Exercise goal:
Retype all entries exactly, skipping pictures.

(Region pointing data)
----
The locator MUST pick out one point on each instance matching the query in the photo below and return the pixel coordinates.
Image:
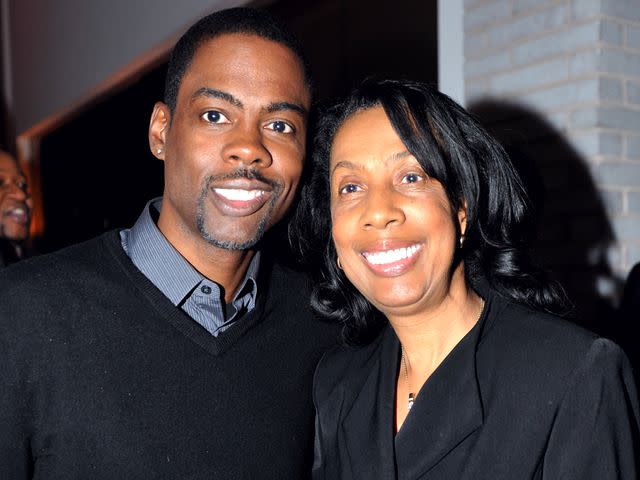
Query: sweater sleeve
(14, 441)
(596, 430)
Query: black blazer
(522, 396)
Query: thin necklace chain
(405, 370)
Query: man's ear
(462, 217)
(158, 129)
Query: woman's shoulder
(344, 364)
(552, 346)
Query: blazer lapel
(447, 409)
(368, 426)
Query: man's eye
(412, 178)
(213, 116)
(349, 188)
(280, 127)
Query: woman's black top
(523, 395)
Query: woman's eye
(412, 178)
(349, 188)
(280, 127)
(214, 116)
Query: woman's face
(393, 227)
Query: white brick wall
(575, 65)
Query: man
(176, 349)
(15, 210)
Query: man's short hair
(234, 20)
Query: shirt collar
(163, 265)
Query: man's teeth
(239, 194)
(391, 256)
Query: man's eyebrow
(213, 93)
(345, 164)
(279, 106)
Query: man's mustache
(249, 174)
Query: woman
(456, 367)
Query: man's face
(15, 202)
(234, 148)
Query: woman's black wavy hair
(453, 148)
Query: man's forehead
(245, 54)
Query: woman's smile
(392, 261)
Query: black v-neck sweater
(102, 377)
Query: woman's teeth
(391, 256)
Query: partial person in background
(630, 318)
(15, 210)
(458, 364)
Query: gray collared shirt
(187, 288)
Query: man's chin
(233, 242)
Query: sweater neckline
(174, 315)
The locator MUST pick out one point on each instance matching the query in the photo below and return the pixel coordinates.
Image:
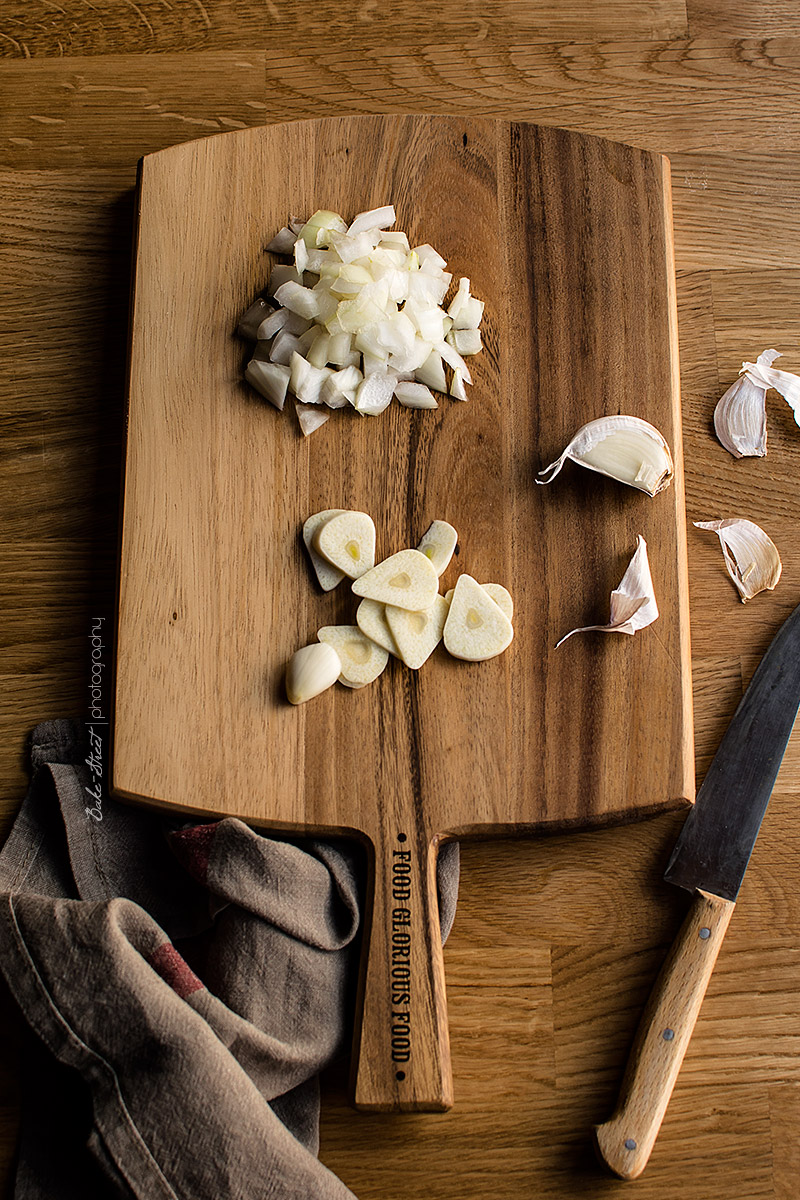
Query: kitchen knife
(709, 859)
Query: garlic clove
(740, 419)
(632, 604)
(624, 448)
(751, 557)
(438, 544)
(328, 576)
(475, 629)
(361, 660)
(311, 671)
(407, 580)
(501, 598)
(371, 619)
(417, 634)
(348, 541)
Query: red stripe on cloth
(175, 971)
(192, 847)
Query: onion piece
(415, 395)
(373, 219)
(376, 394)
(271, 379)
(311, 418)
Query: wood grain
(215, 599)
(37, 28)
(626, 1139)
(537, 1063)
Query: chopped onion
(311, 418)
(270, 378)
(360, 319)
(415, 395)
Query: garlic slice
(328, 575)
(438, 544)
(417, 634)
(348, 541)
(751, 557)
(501, 598)
(371, 619)
(476, 628)
(624, 448)
(361, 660)
(633, 603)
(407, 580)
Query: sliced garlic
(501, 598)
(361, 660)
(751, 557)
(371, 619)
(348, 541)
(624, 448)
(438, 544)
(633, 603)
(476, 629)
(417, 634)
(311, 671)
(328, 576)
(407, 580)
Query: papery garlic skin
(632, 604)
(751, 557)
(623, 448)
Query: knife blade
(709, 859)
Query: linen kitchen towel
(184, 985)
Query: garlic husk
(623, 448)
(632, 604)
(763, 373)
(751, 557)
(311, 671)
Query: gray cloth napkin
(184, 985)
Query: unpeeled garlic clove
(624, 448)
(311, 671)
(751, 557)
(740, 415)
(632, 604)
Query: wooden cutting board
(567, 240)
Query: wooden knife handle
(401, 1057)
(625, 1140)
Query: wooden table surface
(557, 941)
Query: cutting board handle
(401, 1059)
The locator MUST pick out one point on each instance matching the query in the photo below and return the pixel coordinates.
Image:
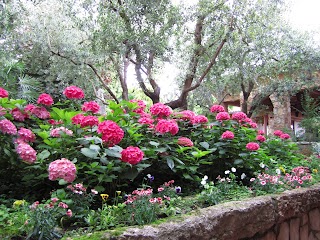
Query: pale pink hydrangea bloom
(260, 138)
(89, 121)
(165, 126)
(26, 135)
(184, 141)
(227, 135)
(239, 116)
(3, 93)
(160, 110)
(112, 134)
(45, 99)
(91, 106)
(199, 119)
(26, 152)
(56, 132)
(132, 155)
(73, 92)
(217, 109)
(6, 126)
(252, 146)
(18, 115)
(277, 133)
(62, 168)
(221, 116)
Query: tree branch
(92, 68)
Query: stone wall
(292, 215)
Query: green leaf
(112, 153)
(153, 143)
(43, 155)
(89, 152)
(61, 194)
(238, 161)
(204, 145)
(170, 163)
(95, 147)
(94, 164)
(187, 176)
(62, 182)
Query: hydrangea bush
(70, 141)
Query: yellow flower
(104, 196)
(19, 203)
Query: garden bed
(292, 214)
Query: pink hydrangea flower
(221, 116)
(54, 122)
(239, 116)
(160, 110)
(45, 99)
(26, 152)
(18, 115)
(6, 126)
(90, 107)
(112, 134)
(141, 106)
(184, 141)
(227, 135)
(217, 109)
(89, 121)
(186, 115)
(56, 132)
(165, 126)
(252, 146)
(277, 133)
(3, 93)
(260, 138)
(285, 136)
(253, 125)
(26, 135)
(77, 119)
(146, 121)
(62, 169)
(41, 112)
(73, 92)
(3, 111)
(69, 213)
(132, 155)
(199, 119)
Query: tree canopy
(218, 47)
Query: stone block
(304, 232)
(294, 229)
(314, 219)
(304, 219)
(311, 236)
(284, 232)
(269, 236)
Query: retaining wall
(292, 215)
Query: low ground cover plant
(68, 165)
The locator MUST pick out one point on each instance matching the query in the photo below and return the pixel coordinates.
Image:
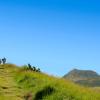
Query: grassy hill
(18, 83)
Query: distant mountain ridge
(84, 77)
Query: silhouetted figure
(4, 60)
(0, 61)
(29, 66)
(34, 69)
(38, 70)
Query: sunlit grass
(17, 83)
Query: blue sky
(55, 35)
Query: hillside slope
(84, 77)
(18, 83)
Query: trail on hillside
(8, 87)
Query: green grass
(18, 83)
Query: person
(4, 60)
(29, 66)
(0, 61)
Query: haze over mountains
(84, 77)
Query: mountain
(21, 83)
(84, 77)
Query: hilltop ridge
(20, 83)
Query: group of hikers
(3, 61)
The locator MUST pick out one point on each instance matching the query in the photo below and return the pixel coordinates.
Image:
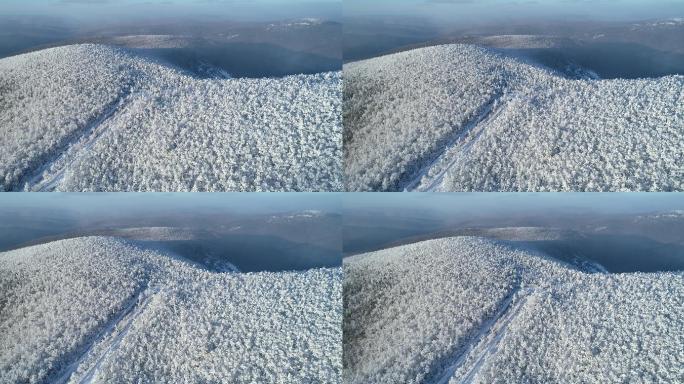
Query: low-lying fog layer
(107, 309)
(207, 49)
(609, 50)
(205, 230)
(628, 234)
(477, 310)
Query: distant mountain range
(467, 118)
(100, 118)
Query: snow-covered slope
(103, 309)
(468, 309)
(467, 118)
(98, 118)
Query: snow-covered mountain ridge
(476, 310)
(102, 309)
(98, 118)
(467, 118)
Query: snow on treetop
(98, 118)
(476, 310)
(105, 309)
(467, 118)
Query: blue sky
(237, 9)
(474, 11)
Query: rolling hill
(462, 117)
(99, 118)
(476, 310)
(103, 309)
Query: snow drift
(467, 118)
(98, 118)
(468, 309)
(103, 309)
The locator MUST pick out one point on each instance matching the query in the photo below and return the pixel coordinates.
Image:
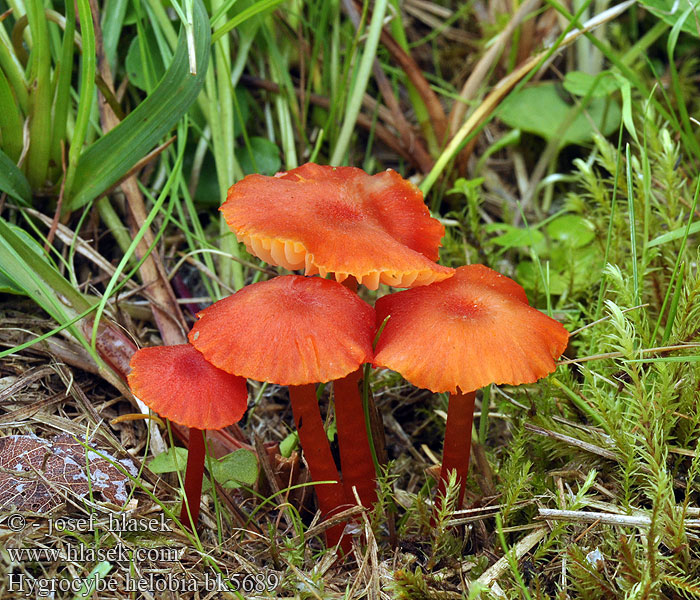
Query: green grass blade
(352, 109)
(112, 21)
(12, 180)
(111, 157)
(10, 121)
(243, 16)
(37, 162)
(38, 277)
(633, 226)
(13, 71)
(62, 96)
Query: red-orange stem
(193, 478)
(356, 460)
(458, 443)
(314, 442)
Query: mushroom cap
(179, 384)
(290, 330)
(471, 330)
(339, 220)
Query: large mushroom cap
(290, 330)
(474, 329)
(339, 220)
(179, 384)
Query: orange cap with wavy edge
(290, 330)
(339, 220)
(474, 329)
(179, 384)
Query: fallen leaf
(31, 468)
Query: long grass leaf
(111, 157)
(37, 162)
(12, 180)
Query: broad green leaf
(573, 230)
(261, 157)
(7, 285)
(236, 469)
(110, 158)
(540, 109)
(173, 459)
(579, 83)
(13, 182)
(135, 67)
(671, 11)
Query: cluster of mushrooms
(454, 330)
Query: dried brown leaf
(31, 469)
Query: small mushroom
(179, 384)
(295, 331)
(459, 335)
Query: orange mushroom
(459, 335)
(295, 331)
(367, 229)
(179, 384)
(338, 220)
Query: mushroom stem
----
Problem solution:
The locator MUST pick out one point on each instance matching the query in the photo below and return the pixel coordinates.
Image:
Query: sweater sleeve
(14, 441)
(596, 430)
Query: black blazer
(522, 396)
Query: thin necklace chain
(405, 370)
Query: man's ear
(462, 217)
(158, 129)
Query: woman's shoulder
(344, 364)
(552, 346)
Query: blazer lapel
(447, 409)
(368, 426)
Query: man's eye
(412, 178)
(213, 116)
(349, 188)
(280, 127)
Query: woman's black top
(523, 395)
Query: woman's eye
(412, 178)
(349, 188)
(280, 127)
(214, 116)
Query: woman's face
(393, 227)
Query: white brick wall
(575, 65)
Query: man
(176, 349)
(15, 210)
Query: man's short hair
(234, 20)
Query: shirt collar
(163, 265)
Query: man's teeth
(239, 194)
(391, 256)
Query: man's eyebrow
(213, 93)
(345, 164)
(279, 106)
Query: man's mustache
(249, 174)
Query: woman
(456, 367)
Query: man's face
(15, 202)
(234, 148)
Query: woman's black wavy hair
(453, 148)
Query: man's forehead
(245, 54)
Query: woman's smile
(392, 261)
Query: black v-neck sweater
(102, 377)
Query: woman's teeth
(391, 256)
Query: partial person in background
(630, 318)
(15, 210)
(458, 364)
Query: gray collared shirt
(187, 288)
Query: man's chin
(233, 242)
Query: sweater neckline
(174, 315)
The locator MUST pick out one point on each instance matching the query in the photo below and return the pixel coordinates.
Image:
Query: kitchen knife
(709, 859)
Query: garlic clove
(740, 419)
(632, 604)
(624, 448)
(751, 557)
(438, 544)
(328, 576)
(475, 629)
(361, 660)
(311, 671)
(407, 580)
(501, 598)
(371, 619)
(417, 634)
(348, 541)
Query: red stripe on cloth
(175, 971)
(192, 847)
Query: onion piece
(415, 395)
(373, 219)
(376, 394)
(271, 379)
(311, 418)
Query: wood grain
(215, 599)
(37, 28)
(626, 1139)
(537, 1063)
Query: chopped onion
(311, 418)
(270, 378)
(360, 319)
(415, 395)
Query: garlic slice
(328, 575)
(438, 544)
(417, 634)
(348, 541)
(751, 557)
(501, 598)
(371, 619)
(476, 628)
(624, 448)
(361, 660)
(633, 603)
(407, 580)
Query: sliced garlic
(501, 598)
(361, 660)
(751, 557)
(371, 619)
(348, 541)
(624, 448)
(438, 544)
(633, 603)
(476, 629)
(417, 634)
(311, 671)
(328, 576)
(407, 580)
Query: papery garlic skin
(632, 604)
(751, 557)
(623, 448)
Query: knife blade
(709, 859)
Query: linen kitchen towel
(184, 985)
Query: garlic husk
(623, 448)
(632, 604)
(763, 373)
(751, 557)
(311, 671)
Query: gray cloth napkin
(184, 985)
Query: unpeeled garlic clove
(624, 448)
(311, 671)
(751, 557)
(740, 415)
(632, 604)
Query: wooden cutting board
(567, 240)
Query: wooden knife handle
(401, 1057)
(625, 1140)
Query: wooden table surface
(557, 941)
Query: cutting board handle
(401, 1059)
The locator MUST pick out one point on each instance matching the query in the photo below and return the pixel coordinates.
Image:
Query: pale pink hydrangea bloom
(260, 138)
(89, 121)
(165, 126)
(26, 135)
(184, 141)
(227, 135)
(239, 116)
(3, 93)
(160, 110)
(112, 134)
(45, 99)
(91, 106)
(199, 119)
(26, 152)
(56, 132)
(132, 155)
(73, 92)
(217, 109)
(6, 126)
(252, 146)
(18, 115)
(277, 133)
(62, 168)
(221, 116)
Query: tree branch
(92, 68)
Query: stone wall
(292, 215)
Query: green leaf
(112, 153)
(153, 143)
(43, 155)
(89, 152)
(61, 194)
(238, 161)
(204, 145)
(170, 163)
(95, 147)
(94, 164)
(187, 176)
(62, 182)
Query: hydrangea bush
(70, 141)
Query: yellow flower
(104, 196)
(19, 203)
Query: garden bed
(292, 214)
Query: pink hydrangea flower
(221, 116)
(54, 122)
(239, 116)
(160, 110)
(45, 99)
(26, 152)
(18, 115)
(6, 126)
(90, 107)
(112, 134)
(141, 106)
(184, 141)
(227, 135)
(217, 109)
(89, 121)
(186, 115)
(56, 132)
(165, 126)
(252, 146)
(277, 133)
(3, 93)
(260, 138)
(285, 136)
(253, 125)
(26, 135)
(77, 119)
(146, 121)
(62, 169)
(41, 112)
(73, 92)
(3, 111)
(69, 213)
(132, 155)
(199, 119)
Query: tree canopy
(218, 47)
Query: stone block
(304, 232)
(294, 229)
(314, 219)
(304, 219)
(311, 236)
(284, 232)
(269, 236)
Query: retaining wall
(292, 215)
Query: low ground cover plant
(68, 165)
The locator MUST pick out one point on each instance matching the query in the photo below and return the pixel coordinates.
Image:
Query: grassy hill
(18, 83)
Query: distant mountain ridge
(84, 77)
Query: silhouetted figure
(4, 60)
(0, 61)
(29, 66)
(34, 69)
(38, 70)
Query: sunlit grass
(17, 83)
Query: blue sky
(55, 35)
Query: hillside slope
(84, 77)
(18, 83)
Query: trail on hillside
(8, 87)
Query: green grass
(18, 83)
Query: person
(4, 60)
(29, 66)
(0, 61)
Query: haze over mountains
(84, 77)
Query: mountain
(21, 83)
(84, 77)
Query: hilltop ridge
(20, 83)
Query: group of hikers
(3, 61)
The locator MUST pick out one point on each instance matching the query in the photo below and return the pixel coordinates.
Image:
Query: low-lying fog layer
(107, 309)
(207, 49)
(609, 50)
(205, 230)
(628, 234)
(477, 310)
Query: distant mountain range
(467, 118)
(100, 118)
Query: snow-covered slope
(103, 309)
(468, 309)
(467, 118)
(98, 118)
Query: snow-covered mountain ridge
(476, 310)
(102, 309)
(98, 118)
(467, 118)
Query: snow on treetop
(98, 118)
(476, 310)
(105, 309)
(467, 118)
Query: blue sky
(237, 9)
(474, 11)
Query: rolling hill
(462, 117)
(99, 118)
(476, 310)
(103, 309)
Query: snow drift
(467, 118)
(98, 118)
(468, 309)
(103, 309)
The locator MUST pick out one point on each instance matching the query in the photo below and return the pixel coordinates.
Image:
Query: green grass blade
(352, 109)
(112, 21)
(12, 180)
(111, 157)
(10, 121)
(243, 16)
(37, 162)
(38, 277)
(633, 226)
(13, 71)
(62, 96)
Query: red-orange stem
(193, 478)
(356, 460)
(458, 443)
(314, 442)
Query: mushroom cap
(179, 384)
(290, 330)
(471, 330)
(339, 220)
Query: large mushroom cap
(290, 330)
(474, 329)
(339, 220)
(179, 384)
Query: orange cap with wavy edge
(290, 330)
(339, 220)
(474, 329)
(179, 384)
Query: fallen leaf
(31, 468)
Query: long grass leaf
(111, 157)
(37, 162)
(12, 180)
Query: broad green leaf
(573, 230)
(261, 157)
(7, 285)
(236, 469)
(110, 158)
(540, 109)
(173, 459)
(579, 83)
(13, 182)
(135, 67)
(671, 11)
Query: cluster of mushrooms
(454, 330)
Query: dried brown leaf
(31, 469)
Query: small mushroom
(179, 384)
(295, 331)
(459, 335)
Query: orange mushroom
(459, 335)
(295, 331)
(367, 229)
(179, 384)
(338, 220)
Query: mushroom stem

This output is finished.